GOAL OF THE EXERCISE:
Pick out and copy every line in the rows below that contains the word "black".

.....

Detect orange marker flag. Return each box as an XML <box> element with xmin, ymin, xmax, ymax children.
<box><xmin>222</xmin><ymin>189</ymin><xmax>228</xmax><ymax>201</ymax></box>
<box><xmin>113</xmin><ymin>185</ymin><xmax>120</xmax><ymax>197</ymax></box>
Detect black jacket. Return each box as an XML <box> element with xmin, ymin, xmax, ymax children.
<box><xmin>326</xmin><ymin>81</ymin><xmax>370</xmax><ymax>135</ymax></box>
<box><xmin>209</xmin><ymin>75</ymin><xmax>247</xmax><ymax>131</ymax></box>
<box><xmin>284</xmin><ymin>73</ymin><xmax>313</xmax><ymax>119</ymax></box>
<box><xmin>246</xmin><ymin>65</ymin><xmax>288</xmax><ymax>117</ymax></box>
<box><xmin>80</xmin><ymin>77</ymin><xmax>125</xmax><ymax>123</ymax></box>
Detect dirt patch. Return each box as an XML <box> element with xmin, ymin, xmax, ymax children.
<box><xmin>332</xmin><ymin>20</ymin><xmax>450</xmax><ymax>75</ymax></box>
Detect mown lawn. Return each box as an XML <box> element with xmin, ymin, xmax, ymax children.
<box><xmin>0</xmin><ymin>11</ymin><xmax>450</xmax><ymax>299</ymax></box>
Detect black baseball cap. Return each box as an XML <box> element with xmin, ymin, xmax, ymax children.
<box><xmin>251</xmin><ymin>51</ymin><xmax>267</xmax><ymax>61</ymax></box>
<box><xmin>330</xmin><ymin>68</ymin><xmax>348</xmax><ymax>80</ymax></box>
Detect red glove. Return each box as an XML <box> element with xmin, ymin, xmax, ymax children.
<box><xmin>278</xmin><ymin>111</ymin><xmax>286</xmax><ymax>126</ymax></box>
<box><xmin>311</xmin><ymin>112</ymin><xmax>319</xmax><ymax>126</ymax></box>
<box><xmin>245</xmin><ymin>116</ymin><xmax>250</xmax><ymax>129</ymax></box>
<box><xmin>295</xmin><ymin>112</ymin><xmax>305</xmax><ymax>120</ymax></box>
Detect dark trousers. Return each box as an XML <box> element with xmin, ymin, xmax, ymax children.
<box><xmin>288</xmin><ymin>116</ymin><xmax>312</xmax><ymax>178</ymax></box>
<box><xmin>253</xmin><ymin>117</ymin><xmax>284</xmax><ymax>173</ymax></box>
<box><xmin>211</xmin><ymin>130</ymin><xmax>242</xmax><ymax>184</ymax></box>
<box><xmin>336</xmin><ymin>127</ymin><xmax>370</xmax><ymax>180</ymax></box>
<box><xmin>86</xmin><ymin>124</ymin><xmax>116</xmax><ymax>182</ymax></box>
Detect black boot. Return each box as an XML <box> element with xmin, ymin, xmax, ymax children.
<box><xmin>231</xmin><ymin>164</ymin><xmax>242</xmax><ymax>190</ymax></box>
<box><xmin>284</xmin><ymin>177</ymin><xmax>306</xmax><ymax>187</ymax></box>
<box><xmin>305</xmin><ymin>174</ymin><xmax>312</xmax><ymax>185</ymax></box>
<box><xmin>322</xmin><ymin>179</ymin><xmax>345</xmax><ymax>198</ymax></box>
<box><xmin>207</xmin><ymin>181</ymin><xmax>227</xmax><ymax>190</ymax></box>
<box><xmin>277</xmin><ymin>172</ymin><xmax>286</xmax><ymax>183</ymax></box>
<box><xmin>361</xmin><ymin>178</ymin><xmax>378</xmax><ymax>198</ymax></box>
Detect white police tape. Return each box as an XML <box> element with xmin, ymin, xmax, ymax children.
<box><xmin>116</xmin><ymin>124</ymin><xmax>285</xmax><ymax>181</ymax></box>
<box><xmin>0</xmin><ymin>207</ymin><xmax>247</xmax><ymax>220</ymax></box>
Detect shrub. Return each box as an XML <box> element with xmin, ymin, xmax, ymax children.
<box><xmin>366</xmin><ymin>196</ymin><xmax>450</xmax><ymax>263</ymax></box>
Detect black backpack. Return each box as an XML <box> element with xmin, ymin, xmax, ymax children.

.....

PROBLEM SOLUTION:
Detect black jacket. Return each box as an XML <box> element with xmin, ymin, xmax, ymax children.
Detect black baseball cap. Return each box as an XML <box> element with xmin, ymin, xmax, ymax children.
Detect black boot. Return each box as an XML <box> element with xmin, ymin, xmax, ymax children.
Detect black backpack. Return each box as an XML <box> element with xmin, ymin, xmax, ymax children.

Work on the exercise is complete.